▶ Problem description: Please write out the covering proof starting at "To do that, given" and ending at "for higher dimensions.", swapping "inscribed circles" for "incircles".
[Text segment start]
Here is a proof that we can pick the balls $B(x_k,r_k)$ in such a way that $\Omega \setminus\cup_{k} B(x_k,r_k)$ has measure 0.

It is enough to prove that given an open $\Omega$, we can pick finitely many $B(x_k,r_k)$ such that $|\Omega \setminus\cup_{k} B(x_k,r_k)|<\frac{1}{2}|\Omega|$. Indeed, then we can call $\Omega_1=\Omega \setminus\cup_{k} \overline{B(x_k,r_k)}$, then repeat the process with $\Omega_1$ to obtain some $\Omega_2$ with $|\Omega_2|<\frac{1}{2}|\Omega_1|$, and after repeating the process infinitely many times we are left with a set of measure 0.

To do that, given $\Omega$ we call $\Omega_\varepsilon=\{x\in\Omega;d(x,\mathbb{R}^2\setminus\Omega)>\varepsilon\}$. Pick $\varepsilon>0$ such that $|\Omega_\varepsilon|>0.9|\Omega|$ and consider an hexagonal tesellation of the plane with hexagons of apothem some $a_k<\frac{\varepsilon}{3}$ from your sequence. Now take the union of all the inscribed circles in hexagons which intersect $\Omega_\varepsilon$. These circles cover more than $0.6$ times the area of the hexagons touching $\Omega_\varepsilon$, so they cover more than half of the area of $\Omega$, as we wanted. The same argument can be used for higher dimensions.
[Text segment end]
[Data excerpts start]
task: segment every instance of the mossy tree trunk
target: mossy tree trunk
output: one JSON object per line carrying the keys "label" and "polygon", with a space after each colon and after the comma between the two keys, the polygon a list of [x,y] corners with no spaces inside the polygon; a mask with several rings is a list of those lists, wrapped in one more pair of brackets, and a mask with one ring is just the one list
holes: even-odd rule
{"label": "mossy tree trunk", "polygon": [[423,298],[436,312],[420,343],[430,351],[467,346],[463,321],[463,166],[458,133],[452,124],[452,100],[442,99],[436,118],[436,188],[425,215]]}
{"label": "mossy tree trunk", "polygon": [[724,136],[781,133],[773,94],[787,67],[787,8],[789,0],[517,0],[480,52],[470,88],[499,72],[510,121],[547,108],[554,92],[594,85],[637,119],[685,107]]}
[Data excerpts end]
▶ Finished exercise:
To do that, given $\Omega$ we call $\Omega_\varepsilon=\{x\in\Omega;d(x,\mathbb{R}^2\setminus\Omega)>\varepsilon\}$. Pick $\varepsilon>0$ such that $|\Omega_\varepsilon|>0.9|\Omega|$ and consider an hexagonal tesellation of the plane with hexagons of apothem some $a_k<\frac{\varepsilon}{3}$ from your sequence. Now take the union of all the incircles in hexagons which intersect $\Omega_\varepsilon$. These circles cover more than $0.6$ times the area of the hexagons touching $\Omega_\varepsilon$, so they cover more than half of the area of $\Omega$, as we wanted. The same argument can be used for higher dimensions.